## ACTIVITY
Only the lines below, from the one with "Spot the bamboo foliage" through the one with "Spot the yellow", are to be written out, exactly.

(Records from a data collection)
☆ ☆ ☆ ☆ ☆

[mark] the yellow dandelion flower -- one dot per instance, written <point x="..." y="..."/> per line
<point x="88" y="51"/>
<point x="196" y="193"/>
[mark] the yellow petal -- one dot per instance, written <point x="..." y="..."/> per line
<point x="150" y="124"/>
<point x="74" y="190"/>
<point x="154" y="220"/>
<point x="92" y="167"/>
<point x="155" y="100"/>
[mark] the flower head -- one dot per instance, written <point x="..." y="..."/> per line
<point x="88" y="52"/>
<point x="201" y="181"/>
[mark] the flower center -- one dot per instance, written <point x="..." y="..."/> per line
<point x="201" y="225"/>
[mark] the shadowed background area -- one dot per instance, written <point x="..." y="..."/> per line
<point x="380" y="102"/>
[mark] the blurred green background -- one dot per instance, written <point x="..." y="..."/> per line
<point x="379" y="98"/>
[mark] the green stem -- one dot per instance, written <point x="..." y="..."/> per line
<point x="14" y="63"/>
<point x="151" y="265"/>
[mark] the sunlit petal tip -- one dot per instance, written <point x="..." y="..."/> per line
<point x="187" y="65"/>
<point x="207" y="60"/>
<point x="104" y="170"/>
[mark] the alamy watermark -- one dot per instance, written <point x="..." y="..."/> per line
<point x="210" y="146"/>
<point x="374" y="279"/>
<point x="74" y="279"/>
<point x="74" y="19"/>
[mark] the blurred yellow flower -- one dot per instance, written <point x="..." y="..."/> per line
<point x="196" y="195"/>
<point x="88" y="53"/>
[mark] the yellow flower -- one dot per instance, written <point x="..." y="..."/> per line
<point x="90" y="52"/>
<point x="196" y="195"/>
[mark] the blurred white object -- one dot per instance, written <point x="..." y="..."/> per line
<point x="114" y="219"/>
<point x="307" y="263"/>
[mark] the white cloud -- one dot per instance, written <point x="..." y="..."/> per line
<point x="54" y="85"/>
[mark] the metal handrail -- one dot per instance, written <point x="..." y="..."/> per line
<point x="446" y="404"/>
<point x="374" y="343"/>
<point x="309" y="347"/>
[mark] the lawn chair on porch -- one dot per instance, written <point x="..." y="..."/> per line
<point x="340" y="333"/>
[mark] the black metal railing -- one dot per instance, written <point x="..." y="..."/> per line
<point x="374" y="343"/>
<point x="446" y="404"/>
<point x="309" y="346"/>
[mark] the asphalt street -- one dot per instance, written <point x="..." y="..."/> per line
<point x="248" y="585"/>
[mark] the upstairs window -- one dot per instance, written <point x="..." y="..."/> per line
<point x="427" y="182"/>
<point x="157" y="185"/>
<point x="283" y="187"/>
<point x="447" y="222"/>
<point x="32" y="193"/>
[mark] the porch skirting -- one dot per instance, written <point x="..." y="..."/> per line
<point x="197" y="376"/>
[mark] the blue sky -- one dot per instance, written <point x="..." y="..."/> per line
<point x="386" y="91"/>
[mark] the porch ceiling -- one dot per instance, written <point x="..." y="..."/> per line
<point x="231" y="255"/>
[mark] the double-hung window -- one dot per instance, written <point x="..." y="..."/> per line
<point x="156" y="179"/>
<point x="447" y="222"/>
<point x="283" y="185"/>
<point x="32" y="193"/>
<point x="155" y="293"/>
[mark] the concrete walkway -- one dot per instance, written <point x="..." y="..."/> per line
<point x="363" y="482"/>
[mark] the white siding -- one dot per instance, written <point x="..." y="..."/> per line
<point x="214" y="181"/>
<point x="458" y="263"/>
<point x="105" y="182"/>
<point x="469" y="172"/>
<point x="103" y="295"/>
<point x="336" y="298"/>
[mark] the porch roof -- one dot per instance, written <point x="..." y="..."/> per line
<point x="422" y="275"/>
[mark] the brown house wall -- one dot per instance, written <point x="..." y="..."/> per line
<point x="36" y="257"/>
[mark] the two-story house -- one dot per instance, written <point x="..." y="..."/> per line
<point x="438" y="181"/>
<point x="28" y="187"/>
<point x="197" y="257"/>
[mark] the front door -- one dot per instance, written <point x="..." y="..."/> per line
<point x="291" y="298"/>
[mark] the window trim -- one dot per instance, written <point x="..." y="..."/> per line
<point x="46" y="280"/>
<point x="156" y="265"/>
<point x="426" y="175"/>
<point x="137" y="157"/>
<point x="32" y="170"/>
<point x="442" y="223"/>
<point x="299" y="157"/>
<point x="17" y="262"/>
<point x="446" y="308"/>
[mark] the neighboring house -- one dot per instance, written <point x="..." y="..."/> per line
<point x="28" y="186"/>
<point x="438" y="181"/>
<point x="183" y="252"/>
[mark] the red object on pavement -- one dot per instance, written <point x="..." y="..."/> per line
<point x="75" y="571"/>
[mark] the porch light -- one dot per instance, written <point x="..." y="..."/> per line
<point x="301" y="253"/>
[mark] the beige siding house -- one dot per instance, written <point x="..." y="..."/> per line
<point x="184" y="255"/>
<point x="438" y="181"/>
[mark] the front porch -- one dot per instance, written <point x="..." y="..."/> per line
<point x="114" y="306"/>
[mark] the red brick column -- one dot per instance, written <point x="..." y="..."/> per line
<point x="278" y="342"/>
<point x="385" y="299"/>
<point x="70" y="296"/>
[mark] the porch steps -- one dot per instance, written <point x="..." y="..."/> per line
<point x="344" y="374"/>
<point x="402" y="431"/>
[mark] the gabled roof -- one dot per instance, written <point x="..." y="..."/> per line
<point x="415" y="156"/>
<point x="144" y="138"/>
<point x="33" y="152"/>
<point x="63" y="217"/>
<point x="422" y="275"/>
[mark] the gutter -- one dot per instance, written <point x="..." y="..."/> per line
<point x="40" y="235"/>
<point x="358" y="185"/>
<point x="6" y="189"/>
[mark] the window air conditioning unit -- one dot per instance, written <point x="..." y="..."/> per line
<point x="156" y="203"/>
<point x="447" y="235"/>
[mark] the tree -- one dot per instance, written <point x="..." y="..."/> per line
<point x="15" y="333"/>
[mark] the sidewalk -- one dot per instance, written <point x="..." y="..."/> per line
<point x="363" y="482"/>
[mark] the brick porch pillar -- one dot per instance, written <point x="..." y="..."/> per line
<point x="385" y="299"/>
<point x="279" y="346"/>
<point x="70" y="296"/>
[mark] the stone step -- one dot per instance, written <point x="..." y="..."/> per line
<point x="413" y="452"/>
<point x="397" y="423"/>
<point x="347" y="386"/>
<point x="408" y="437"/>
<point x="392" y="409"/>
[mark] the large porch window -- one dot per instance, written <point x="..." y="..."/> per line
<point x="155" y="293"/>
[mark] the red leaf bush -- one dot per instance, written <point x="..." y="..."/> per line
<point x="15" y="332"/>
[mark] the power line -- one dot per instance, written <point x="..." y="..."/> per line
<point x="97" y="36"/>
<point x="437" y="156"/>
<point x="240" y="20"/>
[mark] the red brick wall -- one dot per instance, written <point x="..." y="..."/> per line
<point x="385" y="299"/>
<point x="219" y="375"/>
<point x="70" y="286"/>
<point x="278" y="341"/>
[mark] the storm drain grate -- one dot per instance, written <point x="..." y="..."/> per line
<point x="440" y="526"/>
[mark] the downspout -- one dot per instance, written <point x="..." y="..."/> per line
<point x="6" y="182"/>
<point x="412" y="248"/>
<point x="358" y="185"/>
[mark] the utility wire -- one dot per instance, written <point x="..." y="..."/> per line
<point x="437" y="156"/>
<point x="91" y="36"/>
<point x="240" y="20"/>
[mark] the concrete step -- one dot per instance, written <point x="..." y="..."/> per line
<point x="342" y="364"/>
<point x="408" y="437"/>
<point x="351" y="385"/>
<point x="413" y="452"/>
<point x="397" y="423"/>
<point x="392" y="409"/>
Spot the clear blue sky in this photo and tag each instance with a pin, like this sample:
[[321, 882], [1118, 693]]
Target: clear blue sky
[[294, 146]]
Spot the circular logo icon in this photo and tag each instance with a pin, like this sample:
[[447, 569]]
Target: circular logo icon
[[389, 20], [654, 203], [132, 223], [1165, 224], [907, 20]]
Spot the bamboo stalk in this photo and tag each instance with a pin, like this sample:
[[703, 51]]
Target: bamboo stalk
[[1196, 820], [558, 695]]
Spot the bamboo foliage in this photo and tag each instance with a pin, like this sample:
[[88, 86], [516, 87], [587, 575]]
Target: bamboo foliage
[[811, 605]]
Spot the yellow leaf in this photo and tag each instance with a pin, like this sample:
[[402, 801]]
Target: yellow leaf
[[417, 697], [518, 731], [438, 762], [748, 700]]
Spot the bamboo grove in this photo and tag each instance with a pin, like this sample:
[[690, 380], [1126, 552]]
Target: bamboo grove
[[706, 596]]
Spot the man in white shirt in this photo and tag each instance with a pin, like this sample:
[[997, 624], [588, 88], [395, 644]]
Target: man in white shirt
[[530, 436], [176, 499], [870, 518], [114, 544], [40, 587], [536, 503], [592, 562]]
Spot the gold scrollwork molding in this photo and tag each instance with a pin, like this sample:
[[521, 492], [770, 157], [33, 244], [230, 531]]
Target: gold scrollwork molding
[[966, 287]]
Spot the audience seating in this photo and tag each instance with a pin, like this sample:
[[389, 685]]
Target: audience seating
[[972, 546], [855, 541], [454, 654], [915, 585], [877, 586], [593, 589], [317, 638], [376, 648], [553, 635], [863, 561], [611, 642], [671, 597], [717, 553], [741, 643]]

☆ ☆ ☆ ☆ ☆

## EXPECTED ANSWER
Spot the bamboo foliage in this photo and tag each instance with a pin, like this sample:
[[88, 86], [516, 87], [587, 575]]
Target: bamboo foliage
[[811, 605]]
Spot the yellow leaf in this photo and tag each instance with a pin, like this sample:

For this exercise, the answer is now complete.